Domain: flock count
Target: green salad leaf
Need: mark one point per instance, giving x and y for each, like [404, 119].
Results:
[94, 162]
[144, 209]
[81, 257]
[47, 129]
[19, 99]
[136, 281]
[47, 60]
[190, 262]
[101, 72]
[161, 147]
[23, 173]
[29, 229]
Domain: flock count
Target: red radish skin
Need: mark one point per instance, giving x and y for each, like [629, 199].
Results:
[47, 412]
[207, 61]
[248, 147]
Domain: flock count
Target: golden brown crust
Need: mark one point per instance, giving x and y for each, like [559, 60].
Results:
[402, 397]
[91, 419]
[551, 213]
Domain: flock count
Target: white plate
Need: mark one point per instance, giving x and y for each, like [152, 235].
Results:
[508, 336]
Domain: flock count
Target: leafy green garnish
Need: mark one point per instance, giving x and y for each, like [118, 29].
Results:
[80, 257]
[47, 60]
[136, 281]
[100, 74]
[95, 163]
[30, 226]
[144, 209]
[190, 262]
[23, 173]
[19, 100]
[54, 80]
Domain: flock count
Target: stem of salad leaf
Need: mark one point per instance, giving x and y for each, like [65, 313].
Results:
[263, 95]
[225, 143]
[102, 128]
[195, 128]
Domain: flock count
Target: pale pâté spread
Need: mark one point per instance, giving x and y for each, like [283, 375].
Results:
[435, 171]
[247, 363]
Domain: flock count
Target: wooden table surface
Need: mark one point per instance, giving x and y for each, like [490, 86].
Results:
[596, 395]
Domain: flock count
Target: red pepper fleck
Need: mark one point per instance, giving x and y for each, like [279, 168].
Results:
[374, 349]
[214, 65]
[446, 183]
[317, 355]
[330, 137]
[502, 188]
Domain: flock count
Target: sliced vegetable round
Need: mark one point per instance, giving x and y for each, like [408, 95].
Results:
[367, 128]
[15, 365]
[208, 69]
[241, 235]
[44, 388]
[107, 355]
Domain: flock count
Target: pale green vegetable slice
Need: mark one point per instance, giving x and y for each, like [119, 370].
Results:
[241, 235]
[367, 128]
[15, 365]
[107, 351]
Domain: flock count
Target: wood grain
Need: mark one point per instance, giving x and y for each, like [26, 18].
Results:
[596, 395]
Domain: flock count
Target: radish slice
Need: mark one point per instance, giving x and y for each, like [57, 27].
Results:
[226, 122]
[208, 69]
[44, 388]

○ ○ ○ ○ ○ ○ ○

Copy out all the lines of the records that include "green".

ANSWER FOR THE TASK:
Target: green salad leaf
Target: leafy green garnish
Target: pale green vegetable slice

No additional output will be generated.